_Written instruction 1_.
In the cocktail text, which press published "100 Classic Cocktails"?

Tom Collins, Bloody Mary, Brandy Alexander, Gin Rickey, Harvey Wallbanger, Pink Lady and that little tart Hot Toddy have taken their place at the bar, and they show no signs of giving up their seats.
"There's something sumptuous, decadent, urbane, about the cocktail and the cocktail hour," wrote Barry Shelby in "100 Classic Cocktails" (Abbeville Press, $11.95). "There is something nostalgic about it too."
The popularity of the cocktail continues today for many of the same reasons the indulgence began as Prohibition's little secret.
"A drink downed at sunset remains a form of rebellion, however mild," wrote Shelby.
New drinks are invented daily by bartenders and adventurous patrons, often with names like Sex on the Beach (1 1/2 ounce vodka, 1/2 ounce peach schnapps, 1/2 ounce Chambord added to a highball glass filled with ice and topped off with equal amounts of cranberry and orange juice) and Fuzzy Navel (1 1/2 ounce vodka, 1/2 ounce peach schnapps poured into a highball glass filled with ice and topped off with orange juice). But these new kids on the bar are far from "classics."

Stored dataset entries:
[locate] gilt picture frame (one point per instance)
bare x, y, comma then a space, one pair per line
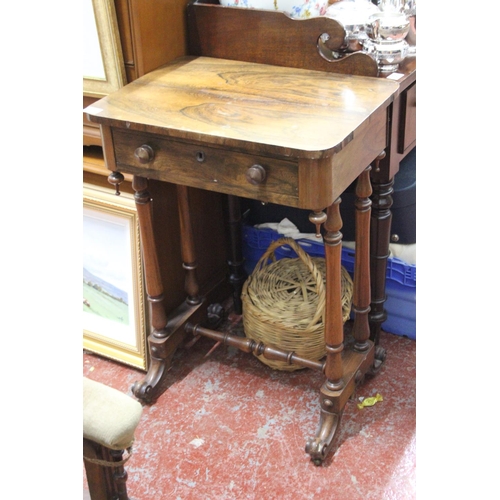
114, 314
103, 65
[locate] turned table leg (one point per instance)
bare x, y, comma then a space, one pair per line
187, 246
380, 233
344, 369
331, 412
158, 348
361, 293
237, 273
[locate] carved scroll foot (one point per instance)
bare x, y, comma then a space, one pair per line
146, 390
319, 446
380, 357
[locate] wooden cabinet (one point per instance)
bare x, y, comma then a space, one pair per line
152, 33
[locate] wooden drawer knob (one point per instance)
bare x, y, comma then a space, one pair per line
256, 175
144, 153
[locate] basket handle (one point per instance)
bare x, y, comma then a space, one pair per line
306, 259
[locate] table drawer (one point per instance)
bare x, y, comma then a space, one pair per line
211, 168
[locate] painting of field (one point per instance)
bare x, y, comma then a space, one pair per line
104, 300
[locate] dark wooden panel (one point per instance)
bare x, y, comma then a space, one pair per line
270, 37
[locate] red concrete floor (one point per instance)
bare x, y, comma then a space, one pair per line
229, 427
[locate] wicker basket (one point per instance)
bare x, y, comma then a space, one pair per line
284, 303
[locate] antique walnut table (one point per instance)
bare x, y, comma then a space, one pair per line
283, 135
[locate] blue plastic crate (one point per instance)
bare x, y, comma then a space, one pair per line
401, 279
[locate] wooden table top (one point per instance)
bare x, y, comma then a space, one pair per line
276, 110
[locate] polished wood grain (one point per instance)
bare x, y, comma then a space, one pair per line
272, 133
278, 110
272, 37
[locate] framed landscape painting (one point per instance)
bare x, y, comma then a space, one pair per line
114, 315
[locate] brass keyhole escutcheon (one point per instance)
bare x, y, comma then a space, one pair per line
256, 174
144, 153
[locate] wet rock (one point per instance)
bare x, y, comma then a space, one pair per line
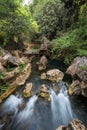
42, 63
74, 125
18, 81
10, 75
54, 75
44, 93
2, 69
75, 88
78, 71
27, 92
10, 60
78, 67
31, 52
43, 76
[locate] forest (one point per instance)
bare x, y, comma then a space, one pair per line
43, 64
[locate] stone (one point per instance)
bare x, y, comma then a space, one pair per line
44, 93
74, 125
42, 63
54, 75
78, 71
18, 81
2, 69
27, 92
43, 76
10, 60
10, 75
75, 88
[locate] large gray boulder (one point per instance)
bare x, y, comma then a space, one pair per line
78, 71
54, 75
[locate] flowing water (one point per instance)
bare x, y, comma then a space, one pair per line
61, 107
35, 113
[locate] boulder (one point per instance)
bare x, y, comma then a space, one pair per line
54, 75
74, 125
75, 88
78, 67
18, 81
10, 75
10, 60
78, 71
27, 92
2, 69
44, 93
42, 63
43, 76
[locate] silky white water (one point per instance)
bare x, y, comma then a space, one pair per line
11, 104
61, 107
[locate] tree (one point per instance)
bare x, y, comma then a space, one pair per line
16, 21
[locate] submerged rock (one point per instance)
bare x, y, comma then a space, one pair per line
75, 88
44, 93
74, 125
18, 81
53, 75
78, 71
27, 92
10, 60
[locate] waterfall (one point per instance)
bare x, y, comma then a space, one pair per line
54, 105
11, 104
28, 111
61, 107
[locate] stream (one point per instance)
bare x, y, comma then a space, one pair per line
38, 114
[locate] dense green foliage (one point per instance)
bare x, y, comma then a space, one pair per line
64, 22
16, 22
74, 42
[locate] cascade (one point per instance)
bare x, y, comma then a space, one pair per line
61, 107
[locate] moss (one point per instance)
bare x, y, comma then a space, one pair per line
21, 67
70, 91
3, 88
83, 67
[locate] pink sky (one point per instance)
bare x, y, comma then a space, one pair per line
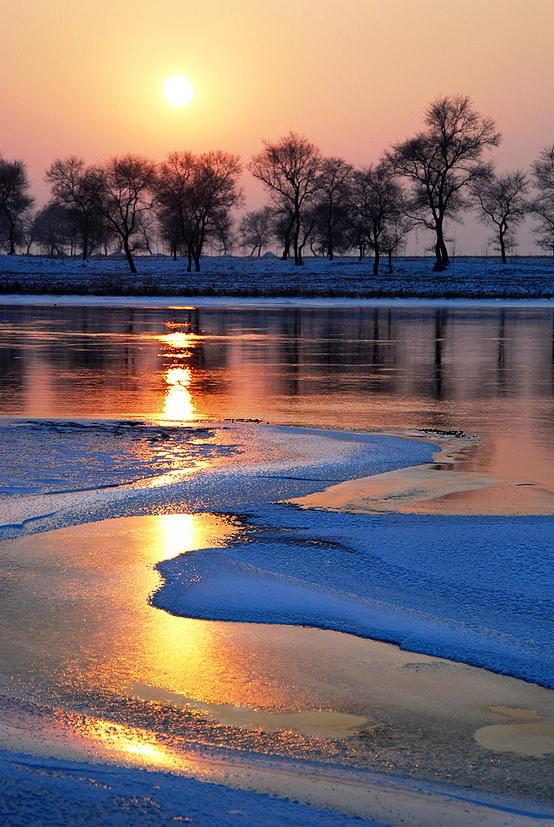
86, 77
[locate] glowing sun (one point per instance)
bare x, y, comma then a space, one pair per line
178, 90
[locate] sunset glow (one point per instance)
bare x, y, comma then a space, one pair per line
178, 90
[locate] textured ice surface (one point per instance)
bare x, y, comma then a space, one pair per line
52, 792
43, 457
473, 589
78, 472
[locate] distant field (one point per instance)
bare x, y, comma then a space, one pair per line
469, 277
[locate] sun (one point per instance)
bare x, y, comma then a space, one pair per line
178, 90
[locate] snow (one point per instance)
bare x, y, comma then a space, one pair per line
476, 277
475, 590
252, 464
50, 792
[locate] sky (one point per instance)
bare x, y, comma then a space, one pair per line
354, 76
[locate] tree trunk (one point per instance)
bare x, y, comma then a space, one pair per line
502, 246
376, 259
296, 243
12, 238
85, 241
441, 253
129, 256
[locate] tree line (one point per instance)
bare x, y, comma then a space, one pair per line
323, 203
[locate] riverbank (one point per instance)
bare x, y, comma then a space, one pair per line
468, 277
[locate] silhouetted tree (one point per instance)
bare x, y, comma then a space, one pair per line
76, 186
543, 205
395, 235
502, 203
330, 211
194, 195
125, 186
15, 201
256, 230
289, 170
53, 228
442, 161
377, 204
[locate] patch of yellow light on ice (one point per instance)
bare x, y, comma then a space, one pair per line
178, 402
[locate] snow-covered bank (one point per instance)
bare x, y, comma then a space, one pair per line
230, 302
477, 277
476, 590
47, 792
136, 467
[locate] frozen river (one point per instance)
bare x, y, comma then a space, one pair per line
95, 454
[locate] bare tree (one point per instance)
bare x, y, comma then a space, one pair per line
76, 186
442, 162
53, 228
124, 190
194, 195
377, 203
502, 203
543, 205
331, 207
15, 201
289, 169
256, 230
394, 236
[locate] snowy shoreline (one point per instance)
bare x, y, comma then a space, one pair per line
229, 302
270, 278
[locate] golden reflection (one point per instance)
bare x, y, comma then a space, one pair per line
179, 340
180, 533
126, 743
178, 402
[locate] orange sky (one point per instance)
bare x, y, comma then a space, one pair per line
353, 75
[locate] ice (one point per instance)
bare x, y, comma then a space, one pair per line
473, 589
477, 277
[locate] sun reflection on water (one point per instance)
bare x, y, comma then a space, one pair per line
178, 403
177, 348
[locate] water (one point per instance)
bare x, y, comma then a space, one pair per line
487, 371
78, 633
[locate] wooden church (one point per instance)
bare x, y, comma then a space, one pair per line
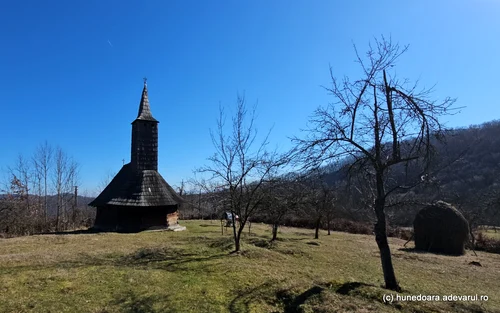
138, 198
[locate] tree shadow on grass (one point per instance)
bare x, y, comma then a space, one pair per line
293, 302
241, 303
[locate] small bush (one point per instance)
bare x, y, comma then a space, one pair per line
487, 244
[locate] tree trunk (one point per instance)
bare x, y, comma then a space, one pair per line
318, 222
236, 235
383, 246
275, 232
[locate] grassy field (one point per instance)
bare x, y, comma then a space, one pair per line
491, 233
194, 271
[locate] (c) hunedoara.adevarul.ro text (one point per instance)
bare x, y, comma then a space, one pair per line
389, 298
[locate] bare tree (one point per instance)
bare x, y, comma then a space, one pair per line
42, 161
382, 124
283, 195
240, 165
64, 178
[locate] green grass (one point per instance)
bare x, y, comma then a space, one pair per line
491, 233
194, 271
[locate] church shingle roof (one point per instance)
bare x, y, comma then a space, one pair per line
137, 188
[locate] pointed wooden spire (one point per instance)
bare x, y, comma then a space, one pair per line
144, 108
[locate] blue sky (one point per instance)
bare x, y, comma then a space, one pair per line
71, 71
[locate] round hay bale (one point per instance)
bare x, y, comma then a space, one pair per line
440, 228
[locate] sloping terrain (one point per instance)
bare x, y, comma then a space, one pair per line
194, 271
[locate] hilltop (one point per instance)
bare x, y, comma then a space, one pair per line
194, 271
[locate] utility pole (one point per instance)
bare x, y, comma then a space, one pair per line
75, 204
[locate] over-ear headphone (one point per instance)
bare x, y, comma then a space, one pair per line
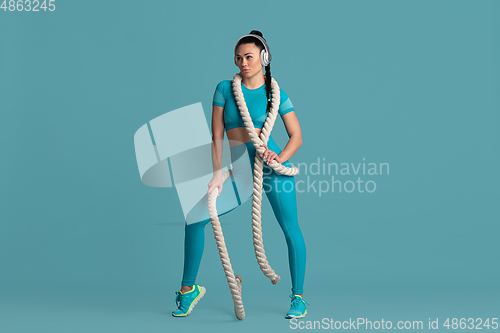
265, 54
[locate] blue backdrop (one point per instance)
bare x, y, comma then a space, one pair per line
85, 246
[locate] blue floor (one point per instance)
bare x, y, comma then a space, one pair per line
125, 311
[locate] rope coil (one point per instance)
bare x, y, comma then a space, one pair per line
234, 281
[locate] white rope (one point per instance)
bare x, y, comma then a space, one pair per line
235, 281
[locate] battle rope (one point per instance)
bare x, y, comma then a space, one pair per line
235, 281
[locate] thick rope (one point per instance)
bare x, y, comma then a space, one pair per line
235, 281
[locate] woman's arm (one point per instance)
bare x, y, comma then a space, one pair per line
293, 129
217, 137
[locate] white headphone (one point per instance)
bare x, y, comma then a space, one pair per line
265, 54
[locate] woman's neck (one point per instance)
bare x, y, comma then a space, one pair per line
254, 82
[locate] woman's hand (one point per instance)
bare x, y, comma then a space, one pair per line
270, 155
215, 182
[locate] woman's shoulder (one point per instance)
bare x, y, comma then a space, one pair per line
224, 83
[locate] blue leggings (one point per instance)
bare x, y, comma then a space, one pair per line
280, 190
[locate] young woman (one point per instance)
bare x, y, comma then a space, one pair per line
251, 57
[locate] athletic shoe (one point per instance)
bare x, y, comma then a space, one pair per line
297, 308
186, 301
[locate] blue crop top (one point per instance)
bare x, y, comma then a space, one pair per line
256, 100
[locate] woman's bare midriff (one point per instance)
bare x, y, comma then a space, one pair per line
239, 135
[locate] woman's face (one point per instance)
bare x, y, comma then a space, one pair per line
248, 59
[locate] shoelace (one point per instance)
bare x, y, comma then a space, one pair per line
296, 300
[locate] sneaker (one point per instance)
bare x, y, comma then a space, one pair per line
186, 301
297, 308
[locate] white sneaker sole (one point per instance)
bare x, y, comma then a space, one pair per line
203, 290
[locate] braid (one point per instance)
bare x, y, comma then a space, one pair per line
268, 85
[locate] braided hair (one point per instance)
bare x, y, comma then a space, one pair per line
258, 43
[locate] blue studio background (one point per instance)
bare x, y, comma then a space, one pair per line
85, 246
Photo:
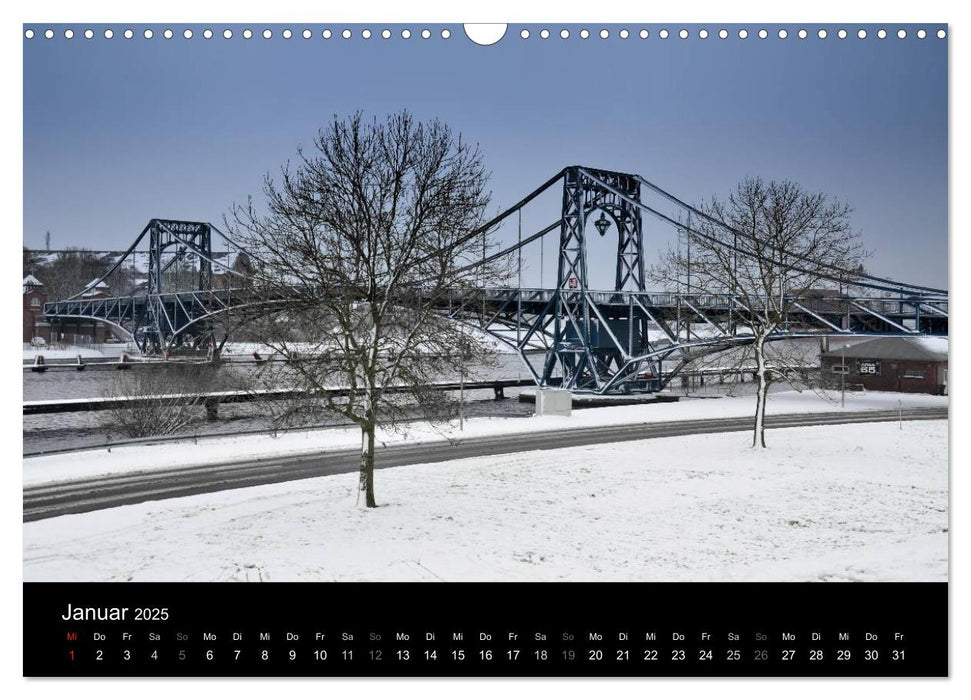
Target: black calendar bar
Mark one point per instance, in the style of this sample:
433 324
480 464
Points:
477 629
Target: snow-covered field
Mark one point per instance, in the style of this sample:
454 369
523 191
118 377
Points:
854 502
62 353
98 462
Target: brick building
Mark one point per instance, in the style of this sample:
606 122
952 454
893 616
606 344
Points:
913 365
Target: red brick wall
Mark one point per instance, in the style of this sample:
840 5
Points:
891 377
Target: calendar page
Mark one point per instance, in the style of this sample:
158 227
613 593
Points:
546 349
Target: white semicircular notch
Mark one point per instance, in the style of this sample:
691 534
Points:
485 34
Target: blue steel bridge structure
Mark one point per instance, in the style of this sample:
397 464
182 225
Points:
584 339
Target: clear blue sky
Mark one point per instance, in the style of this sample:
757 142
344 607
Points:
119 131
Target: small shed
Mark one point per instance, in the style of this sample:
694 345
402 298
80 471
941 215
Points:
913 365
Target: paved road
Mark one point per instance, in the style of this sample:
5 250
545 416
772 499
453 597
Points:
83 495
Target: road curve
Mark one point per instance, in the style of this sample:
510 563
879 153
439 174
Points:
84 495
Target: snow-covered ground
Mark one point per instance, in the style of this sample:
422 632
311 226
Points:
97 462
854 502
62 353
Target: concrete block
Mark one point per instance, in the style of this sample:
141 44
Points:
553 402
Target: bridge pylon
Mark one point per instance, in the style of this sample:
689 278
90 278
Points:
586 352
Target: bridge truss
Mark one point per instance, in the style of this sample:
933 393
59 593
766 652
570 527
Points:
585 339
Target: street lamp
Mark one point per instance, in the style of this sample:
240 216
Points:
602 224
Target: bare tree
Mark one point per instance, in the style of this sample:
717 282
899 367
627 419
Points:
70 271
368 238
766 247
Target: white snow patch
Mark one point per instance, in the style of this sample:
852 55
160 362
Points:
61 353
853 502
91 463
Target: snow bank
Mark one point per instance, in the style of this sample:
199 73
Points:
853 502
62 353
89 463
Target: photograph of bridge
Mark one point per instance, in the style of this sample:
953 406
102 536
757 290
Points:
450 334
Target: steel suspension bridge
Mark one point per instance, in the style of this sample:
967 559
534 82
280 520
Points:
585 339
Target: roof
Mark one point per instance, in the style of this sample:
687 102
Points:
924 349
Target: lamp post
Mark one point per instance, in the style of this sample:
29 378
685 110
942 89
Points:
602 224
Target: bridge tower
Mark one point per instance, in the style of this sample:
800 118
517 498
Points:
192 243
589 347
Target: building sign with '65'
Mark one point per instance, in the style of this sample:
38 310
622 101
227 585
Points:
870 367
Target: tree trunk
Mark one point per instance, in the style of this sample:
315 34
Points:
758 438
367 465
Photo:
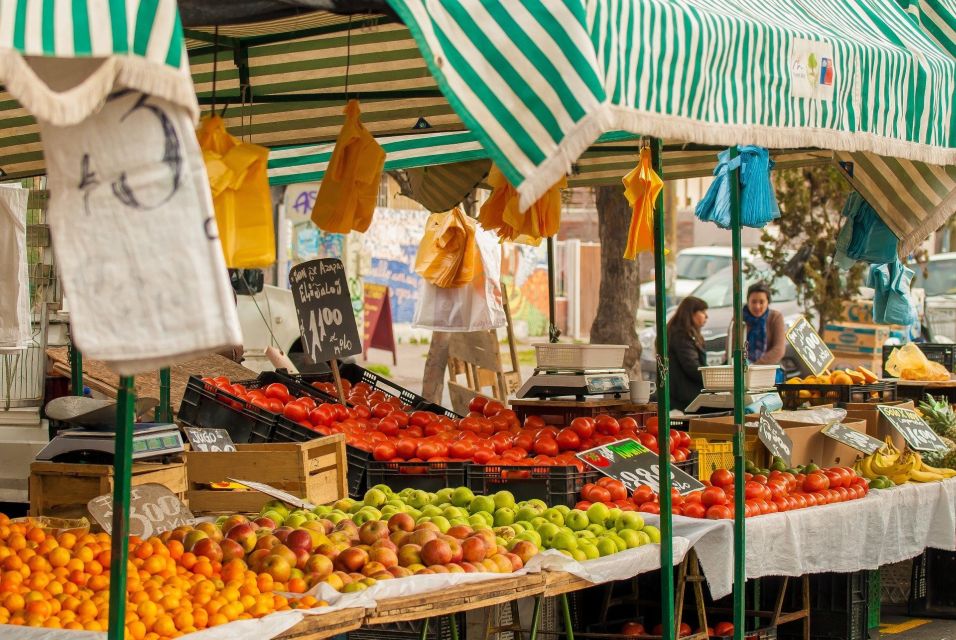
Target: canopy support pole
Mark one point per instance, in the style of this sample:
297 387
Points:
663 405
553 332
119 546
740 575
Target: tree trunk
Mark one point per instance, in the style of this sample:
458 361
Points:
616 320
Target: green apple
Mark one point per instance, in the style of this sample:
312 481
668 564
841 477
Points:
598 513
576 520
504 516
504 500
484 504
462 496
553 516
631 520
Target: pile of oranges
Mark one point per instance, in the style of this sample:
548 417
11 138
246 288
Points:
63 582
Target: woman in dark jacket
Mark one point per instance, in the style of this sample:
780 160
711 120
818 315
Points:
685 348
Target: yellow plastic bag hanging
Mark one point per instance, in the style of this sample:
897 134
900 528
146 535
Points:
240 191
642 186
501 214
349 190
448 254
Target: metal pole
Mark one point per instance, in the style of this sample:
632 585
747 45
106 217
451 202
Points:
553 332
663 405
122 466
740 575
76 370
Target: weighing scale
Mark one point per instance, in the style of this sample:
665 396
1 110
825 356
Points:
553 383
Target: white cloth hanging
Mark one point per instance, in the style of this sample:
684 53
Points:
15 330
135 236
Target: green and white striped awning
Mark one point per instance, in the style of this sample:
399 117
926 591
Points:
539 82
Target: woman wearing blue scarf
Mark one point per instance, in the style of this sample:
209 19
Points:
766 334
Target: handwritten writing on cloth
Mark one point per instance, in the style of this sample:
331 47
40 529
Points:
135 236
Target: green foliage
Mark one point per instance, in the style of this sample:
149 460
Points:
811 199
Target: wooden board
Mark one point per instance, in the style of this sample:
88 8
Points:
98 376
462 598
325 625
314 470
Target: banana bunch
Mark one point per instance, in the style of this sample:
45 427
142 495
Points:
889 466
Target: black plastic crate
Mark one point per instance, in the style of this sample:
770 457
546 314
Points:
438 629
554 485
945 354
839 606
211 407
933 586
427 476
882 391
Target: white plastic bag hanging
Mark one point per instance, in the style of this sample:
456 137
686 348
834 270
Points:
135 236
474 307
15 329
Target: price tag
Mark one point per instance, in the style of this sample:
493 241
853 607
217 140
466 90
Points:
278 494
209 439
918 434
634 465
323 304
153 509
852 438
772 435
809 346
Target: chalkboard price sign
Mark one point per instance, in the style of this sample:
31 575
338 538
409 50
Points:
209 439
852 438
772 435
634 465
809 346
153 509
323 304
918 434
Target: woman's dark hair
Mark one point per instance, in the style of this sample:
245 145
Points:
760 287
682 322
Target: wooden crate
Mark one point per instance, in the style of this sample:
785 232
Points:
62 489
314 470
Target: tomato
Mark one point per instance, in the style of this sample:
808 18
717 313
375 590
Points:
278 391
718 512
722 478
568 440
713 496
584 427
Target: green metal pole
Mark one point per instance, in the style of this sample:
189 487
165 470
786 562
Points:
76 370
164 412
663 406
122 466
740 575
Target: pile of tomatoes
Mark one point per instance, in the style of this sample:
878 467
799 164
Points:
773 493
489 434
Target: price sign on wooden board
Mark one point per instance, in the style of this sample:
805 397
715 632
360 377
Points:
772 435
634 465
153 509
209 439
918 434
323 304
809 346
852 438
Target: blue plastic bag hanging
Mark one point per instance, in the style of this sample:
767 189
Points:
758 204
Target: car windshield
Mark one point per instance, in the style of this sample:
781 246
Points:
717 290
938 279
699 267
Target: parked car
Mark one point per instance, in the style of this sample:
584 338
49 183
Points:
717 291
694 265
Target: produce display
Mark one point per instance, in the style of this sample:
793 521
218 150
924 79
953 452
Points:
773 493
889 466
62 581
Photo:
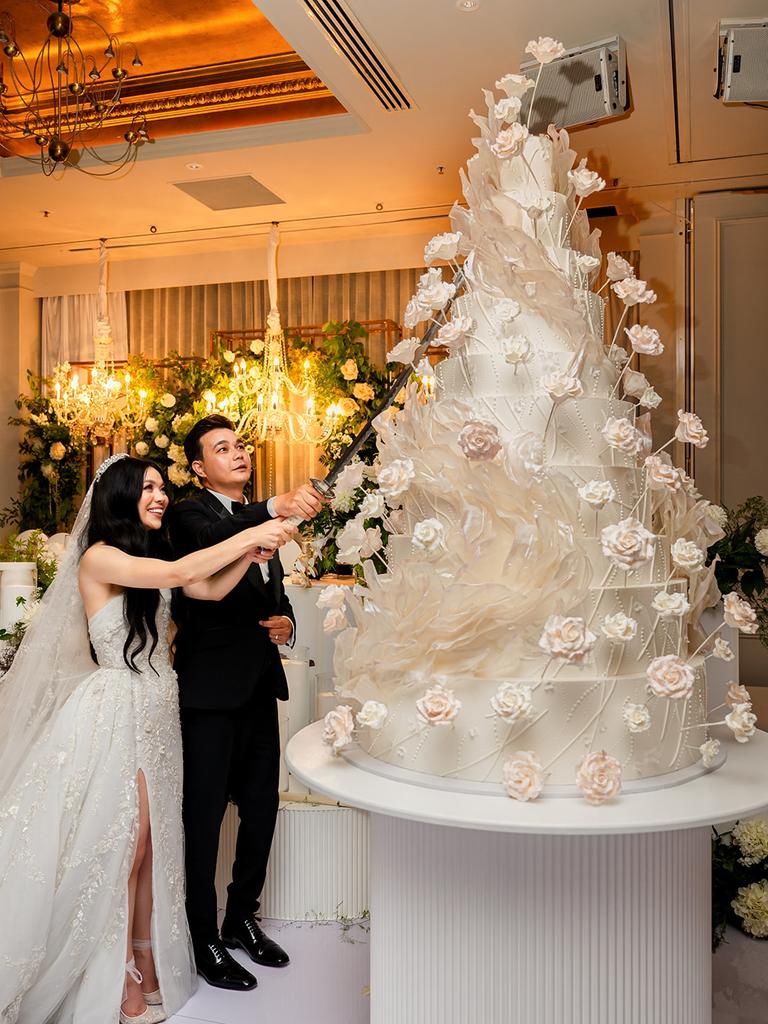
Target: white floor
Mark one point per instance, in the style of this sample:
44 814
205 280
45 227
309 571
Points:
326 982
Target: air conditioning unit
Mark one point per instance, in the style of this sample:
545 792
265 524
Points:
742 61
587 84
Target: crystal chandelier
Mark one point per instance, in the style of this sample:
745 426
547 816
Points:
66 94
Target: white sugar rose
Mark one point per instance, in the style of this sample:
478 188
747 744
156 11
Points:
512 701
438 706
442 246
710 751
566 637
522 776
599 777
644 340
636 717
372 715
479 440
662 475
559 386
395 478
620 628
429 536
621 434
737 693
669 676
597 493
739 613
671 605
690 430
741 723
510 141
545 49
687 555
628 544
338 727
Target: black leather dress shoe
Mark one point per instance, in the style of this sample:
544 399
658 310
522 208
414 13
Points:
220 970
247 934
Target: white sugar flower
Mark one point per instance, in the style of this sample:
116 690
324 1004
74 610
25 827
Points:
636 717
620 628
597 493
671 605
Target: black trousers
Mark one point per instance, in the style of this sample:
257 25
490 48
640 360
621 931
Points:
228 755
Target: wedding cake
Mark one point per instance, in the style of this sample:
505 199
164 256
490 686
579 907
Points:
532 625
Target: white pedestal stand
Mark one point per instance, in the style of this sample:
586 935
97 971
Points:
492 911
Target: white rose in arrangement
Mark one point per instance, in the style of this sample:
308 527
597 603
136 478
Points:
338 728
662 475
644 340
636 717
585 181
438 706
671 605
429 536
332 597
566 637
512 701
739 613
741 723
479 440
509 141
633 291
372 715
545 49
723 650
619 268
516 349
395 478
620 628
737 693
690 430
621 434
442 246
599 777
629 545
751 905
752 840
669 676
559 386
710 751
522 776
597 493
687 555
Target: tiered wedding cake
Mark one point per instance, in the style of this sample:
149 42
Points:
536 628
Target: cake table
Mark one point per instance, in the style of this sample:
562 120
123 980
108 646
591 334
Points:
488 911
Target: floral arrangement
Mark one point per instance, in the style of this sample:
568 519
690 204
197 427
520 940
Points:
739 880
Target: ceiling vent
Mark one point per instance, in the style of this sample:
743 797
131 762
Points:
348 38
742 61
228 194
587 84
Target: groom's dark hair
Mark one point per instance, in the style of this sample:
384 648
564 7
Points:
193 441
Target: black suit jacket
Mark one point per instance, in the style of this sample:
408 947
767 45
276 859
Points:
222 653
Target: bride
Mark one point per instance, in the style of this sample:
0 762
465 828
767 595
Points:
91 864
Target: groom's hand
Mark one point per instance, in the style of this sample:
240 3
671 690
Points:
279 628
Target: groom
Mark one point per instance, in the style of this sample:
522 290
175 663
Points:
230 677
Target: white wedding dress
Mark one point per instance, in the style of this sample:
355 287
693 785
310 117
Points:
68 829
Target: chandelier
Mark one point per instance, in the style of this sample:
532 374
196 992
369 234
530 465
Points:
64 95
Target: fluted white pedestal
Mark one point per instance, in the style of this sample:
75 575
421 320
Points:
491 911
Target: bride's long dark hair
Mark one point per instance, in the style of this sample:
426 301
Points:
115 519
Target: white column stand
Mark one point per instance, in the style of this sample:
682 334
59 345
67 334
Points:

_Written instruction 2_.
Copy out the entries word for word, covering the stretch from the line containing "Target: black suit jacket" through the last line of the entries, with both ends included.

_Written solution 1_.
Abbeville Press

_Written solution 2_.
Target: black suit jacket
Mark one point per instance, in the style of this sample:
408 947
767 45
276 859
Points:
222 653
Target: bride
Mark one point per instance, in the style of this sample:
0 762
465 828
767 595
Points:
91 864
Target: groom's hand
Mark one point per instance, in the style of this sample:
240 3
671 690
Points:
279 628
Target: groom
Mark one point per instance, in the style of this sample:
522 290
175 663
Points:
230 677
Target: white wedding dress
Mark one point per instance, in the style of this sample:
355 287
693 785
310 117
Points:
68 829
Target: chandelier
Mark one point per instance, in the style of this sample:
532 374
196 992
369 234
530 465
Points:
64 95
Target: fluted white pedestal
Mark one point per instance, in the style of this sample:
75 575
421 320
Points:
491 911
Target: bride's long dark hair
Mark one point per instance, in the style of this sample:
426 301
Points:
115 519
Target: white column stand
Mark one point per instance, in the style of this sample:
682 334
59 345
67 334
Points:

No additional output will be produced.